→ WHAT TO WORK ON
Report every line in the material below that contains the string "brick", matching case exactly.

[A series of records]
_ _ _ _
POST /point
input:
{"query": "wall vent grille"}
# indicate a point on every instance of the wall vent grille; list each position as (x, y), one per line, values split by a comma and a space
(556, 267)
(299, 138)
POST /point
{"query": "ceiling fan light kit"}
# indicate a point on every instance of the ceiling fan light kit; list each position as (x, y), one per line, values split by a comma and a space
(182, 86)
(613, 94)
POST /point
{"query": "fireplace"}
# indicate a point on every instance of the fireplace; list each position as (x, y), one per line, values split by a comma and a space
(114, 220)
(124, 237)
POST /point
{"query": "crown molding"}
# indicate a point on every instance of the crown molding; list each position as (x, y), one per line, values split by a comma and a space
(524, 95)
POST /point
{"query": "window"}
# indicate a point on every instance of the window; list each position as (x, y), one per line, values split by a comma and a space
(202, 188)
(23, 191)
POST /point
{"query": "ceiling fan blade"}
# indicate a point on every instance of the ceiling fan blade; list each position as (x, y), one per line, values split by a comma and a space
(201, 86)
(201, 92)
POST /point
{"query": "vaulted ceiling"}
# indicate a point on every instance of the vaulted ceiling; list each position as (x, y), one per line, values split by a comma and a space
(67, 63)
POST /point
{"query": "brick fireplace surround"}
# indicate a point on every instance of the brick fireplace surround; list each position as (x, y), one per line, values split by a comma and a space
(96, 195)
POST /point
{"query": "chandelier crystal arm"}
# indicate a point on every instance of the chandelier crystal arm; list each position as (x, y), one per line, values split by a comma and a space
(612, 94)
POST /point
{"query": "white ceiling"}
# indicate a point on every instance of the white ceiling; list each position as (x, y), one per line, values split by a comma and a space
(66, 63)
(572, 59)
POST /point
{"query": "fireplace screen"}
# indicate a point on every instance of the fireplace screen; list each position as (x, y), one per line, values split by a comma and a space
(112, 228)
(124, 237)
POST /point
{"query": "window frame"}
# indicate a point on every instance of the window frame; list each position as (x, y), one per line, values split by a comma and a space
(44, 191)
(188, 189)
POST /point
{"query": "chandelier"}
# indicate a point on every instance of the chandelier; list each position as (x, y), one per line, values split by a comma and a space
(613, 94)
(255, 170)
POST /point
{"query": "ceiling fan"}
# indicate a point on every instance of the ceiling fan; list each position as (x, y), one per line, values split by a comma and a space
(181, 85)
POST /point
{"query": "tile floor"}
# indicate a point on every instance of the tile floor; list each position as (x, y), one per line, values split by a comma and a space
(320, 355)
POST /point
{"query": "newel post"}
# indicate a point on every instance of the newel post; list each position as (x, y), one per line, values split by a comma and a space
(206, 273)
_ _ _ _
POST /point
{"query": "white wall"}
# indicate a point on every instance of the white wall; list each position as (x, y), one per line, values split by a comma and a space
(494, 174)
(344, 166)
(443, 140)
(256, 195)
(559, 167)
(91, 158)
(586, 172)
_ _ _ _
→ SOLUTION FOR THIS EXERCISE
{"query": "brick fireplace surround"}
# indicate a point on every instance of the brick fireplace surround; list each position as (x, y), one per line, values split by a comma and a space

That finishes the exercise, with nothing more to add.